::: Document section

The latest data on the number of UK families going hungry provides an alarming glimpse of the grim struggle faced by millions of people in their day-to-day lives. According to the Food Foundation tracker, one in five households with children have gone without meals in recent weeks, with 11 million people overall experiencing food insecurity – although this marks a small improvement since last summer. The finding that the amount of vegetables bought has fallen to a 50-year low is particularly dismaying, given all that we know about their role in promoting good health. Along with homelessness and inadequate housing, this is the rawest of all lacks. People are going without the basic necessities of life.
The foundation says that the price of a weekly basket of food has increased by around 25% in two years. While income inequality overall remains stable, the gulf dividing haves from have-nots becomes harder to justify when the difficulties afflicting the poorest households are so acute. The recent removal of the cost of living support payments that were paid on top of universal credit can only exacerbate a situation that is already causing unnecessary pain.
Inadequate incomes are the cause, along with high prices and policies such as the two-child limit that restrict benefit payments to certain families. As this column has argued before, and as a coalition of charities and thinktanks recently stressed in discussions with Labour, the basic level of benefits needs to rise. The Food Foundation says that 45% of households in receipt of universal credit have experienced food insecurity. Its latest bulletin highlights two specific policy levers that could be pulled to direct help at children who need it.

::::::

-- Questions to answer --
a. Copy the stretch of the editorial on UK food insecurity from "The foundation says" through "causing unnecessary pain.".
b. According to the editorial on UK food insecurity, by how much has the price of a weekly basket of food risen, and over what period?

::: Material shown

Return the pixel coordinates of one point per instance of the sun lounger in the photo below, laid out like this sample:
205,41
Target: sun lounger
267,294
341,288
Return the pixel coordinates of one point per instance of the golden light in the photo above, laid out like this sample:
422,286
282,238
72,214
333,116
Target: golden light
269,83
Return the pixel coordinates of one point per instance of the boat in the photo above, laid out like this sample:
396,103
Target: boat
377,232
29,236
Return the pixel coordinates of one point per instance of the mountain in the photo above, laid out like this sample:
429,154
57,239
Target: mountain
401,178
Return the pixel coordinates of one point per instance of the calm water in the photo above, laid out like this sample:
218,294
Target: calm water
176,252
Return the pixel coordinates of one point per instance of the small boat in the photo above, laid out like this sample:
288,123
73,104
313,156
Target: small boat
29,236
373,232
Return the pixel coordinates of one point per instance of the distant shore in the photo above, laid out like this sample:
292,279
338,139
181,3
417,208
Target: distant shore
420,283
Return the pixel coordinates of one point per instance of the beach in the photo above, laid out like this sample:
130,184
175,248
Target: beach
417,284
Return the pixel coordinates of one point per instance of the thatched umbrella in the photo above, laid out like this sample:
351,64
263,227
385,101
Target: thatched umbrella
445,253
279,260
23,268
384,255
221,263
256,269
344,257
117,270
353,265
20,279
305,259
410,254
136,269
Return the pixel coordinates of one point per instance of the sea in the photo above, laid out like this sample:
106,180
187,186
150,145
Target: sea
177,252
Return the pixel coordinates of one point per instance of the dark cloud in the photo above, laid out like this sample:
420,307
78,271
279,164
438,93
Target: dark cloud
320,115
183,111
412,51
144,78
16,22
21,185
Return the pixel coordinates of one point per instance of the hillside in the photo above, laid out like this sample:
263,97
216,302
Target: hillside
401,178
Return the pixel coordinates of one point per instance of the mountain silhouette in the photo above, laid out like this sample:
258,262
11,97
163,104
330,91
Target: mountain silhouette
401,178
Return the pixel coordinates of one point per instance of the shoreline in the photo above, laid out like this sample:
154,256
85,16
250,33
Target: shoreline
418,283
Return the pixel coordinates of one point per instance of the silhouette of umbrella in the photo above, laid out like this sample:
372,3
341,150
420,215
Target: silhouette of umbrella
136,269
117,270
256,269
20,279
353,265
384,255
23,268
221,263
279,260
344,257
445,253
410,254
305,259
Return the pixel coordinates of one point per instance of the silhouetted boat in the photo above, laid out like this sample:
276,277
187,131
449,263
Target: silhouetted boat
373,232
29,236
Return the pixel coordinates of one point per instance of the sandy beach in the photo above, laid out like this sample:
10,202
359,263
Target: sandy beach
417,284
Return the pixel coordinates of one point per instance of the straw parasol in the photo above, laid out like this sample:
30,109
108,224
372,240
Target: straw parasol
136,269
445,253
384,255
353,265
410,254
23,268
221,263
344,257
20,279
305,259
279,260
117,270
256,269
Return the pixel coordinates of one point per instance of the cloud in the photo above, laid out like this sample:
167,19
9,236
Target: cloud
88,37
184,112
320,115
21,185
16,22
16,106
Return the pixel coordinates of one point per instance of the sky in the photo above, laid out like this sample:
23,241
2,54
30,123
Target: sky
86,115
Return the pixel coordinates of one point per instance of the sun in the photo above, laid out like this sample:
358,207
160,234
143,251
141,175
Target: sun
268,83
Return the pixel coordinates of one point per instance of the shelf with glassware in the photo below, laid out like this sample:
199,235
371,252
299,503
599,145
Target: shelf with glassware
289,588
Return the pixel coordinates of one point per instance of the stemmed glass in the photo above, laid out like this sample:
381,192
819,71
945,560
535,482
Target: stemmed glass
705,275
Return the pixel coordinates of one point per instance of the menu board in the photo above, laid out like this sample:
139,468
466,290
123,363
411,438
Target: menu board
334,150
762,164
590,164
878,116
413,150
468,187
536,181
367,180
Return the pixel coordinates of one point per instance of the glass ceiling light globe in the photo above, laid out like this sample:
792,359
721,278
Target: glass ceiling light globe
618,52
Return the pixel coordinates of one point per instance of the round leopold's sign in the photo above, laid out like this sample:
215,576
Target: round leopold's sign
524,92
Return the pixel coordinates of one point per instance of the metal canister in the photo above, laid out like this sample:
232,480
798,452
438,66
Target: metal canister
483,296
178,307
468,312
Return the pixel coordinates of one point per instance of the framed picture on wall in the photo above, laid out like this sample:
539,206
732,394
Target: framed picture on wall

::::::

-- Response list --
a.
The foundation says that the price of a weekly basket of food has increased by around 25% in two years. While income inequality overall remains stable, the gulf dividing haves from have-nots becomes harder to justify when the difficulties afflicting the poorest households are so acute. The recent removal of the cost of living support payments that were paid on top of universal credit can only exacerbate a situation that is already causing unnecessary pain.

b. By around 25% in two years.